Begin DATA SECTION

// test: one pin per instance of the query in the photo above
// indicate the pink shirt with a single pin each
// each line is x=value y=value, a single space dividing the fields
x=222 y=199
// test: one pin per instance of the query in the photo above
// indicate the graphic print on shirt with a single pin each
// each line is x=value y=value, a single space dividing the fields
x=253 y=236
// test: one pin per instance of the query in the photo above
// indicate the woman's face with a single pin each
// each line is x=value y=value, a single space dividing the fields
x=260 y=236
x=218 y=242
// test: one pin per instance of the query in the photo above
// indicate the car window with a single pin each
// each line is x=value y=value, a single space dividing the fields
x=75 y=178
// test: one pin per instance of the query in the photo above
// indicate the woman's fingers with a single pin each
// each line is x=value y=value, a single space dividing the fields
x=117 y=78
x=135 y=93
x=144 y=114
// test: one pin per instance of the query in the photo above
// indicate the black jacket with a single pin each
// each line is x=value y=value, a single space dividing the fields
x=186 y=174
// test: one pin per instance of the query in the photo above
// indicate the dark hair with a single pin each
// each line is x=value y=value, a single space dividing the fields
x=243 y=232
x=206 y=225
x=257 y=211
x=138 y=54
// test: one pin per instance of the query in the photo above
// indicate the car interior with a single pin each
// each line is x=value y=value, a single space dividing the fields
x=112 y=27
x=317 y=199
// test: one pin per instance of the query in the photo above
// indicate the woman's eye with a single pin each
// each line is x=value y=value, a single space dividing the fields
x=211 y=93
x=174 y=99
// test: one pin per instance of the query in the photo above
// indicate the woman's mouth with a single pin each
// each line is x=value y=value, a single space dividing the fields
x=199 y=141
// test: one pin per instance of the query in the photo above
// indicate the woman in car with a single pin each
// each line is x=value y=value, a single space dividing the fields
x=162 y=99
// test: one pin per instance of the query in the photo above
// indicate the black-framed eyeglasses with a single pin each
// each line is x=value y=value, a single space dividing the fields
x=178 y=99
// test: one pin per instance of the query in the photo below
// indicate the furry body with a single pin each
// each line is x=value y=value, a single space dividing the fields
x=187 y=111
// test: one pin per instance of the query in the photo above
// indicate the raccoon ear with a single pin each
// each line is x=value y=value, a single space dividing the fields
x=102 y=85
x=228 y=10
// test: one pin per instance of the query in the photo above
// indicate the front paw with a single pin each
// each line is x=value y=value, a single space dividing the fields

End DATA SECTION

- **DESCRIPTION OF THE TASK**
Please pull out every line of the listing above and reproduce each one verbatim, in its original order.

- **TASK RESPONSE**
// test: one pin per instance of the query in the photo above
// indicate the pink shirt with a single pin each
// each line is x=value y=value, a single space dividing the fields
x=222 y=199
// test: one pin per instance of the query in the photo above
// indicate the graphic print on shirt with a single pin each
// each line is x=value y=value, a single space dividing the fields
x=253 y=236
// test: one pin per instance of the query in the photo above
// indicate the woman's face with a single pin each
// each line is x=value y=value, a single space dividing the fields
x=260 y=236
x=218 y=242
// test: one pin per instance of the query in the photo above
// indicate the car window with a single pin each
// each line is x=value y=value, a single space dividing the fields
x=75 y=178
// test: one pin per instance of the query in the photo above
// indicate the woman's fingers with a single pin each
// each line is x=value y=value, a single space dividing the fields
x=117 y=78
x=135 y=93
x=144 y=114
// test: one pin per instance of the query in the photo above
// indicate the black jacket with a single pin each
// each line is x=value y=value, a single space dividing the fields
x=186 y=174
// test: one pin per instance of the query in the photo above
// indicate the dark hair with a single pin each
// each line is x=value y=value, a single space dividing the fields
x=243 y=232
x=206 y=225
x=257 y=211
x=138 y=54
// test: one pin per instance of the query in the photo above
// indicate the car interior with a single pin each
// each line is x=value y=value, a single space dividing the fields
x=112 y=27
x=317 y=199
// test: one pin per instance of the query in the photo above
// indicate the woman's eye with a single pin each
// each line is x=value y=value, a single space dividing the fields
x=211 y=93
x=174 y=99
// test: one pin per instance of the query in the photo above
// indicate the woman's mouth with a single pin each
// each line is x=value y=value, a single space dividing the fields
x=199 y=141
// test: one pin per instance of the query in the photo above
// indicate the woman in car with a single pin each
// each line is x=value y=value, a single space dividing the fields
x=162 y=99
// test: one pin per instance of the query in the photo above
// indicate the black-framed eyeglasses with a single pin each
// each line is x=value y=value, a single space dividing the fields
x=178 y=99
// test: one pin per instance of the query in the photo below
// indicate the furry body with a single pin each
// each line is x=value y=value, a single space dividing the fields
x=187 y=111
// test: one pin per instance of the query in the photo above
// indicate the raccoon ear with a single pin each
// each line is x=value y=value, a single space dividing the fields
x=102 y=85
x=228 y=10
// test: one pin per instance of the query in the photo above
// indicate the front paw with a single pin each
// each line is x=value y=value, a single space dividing the fields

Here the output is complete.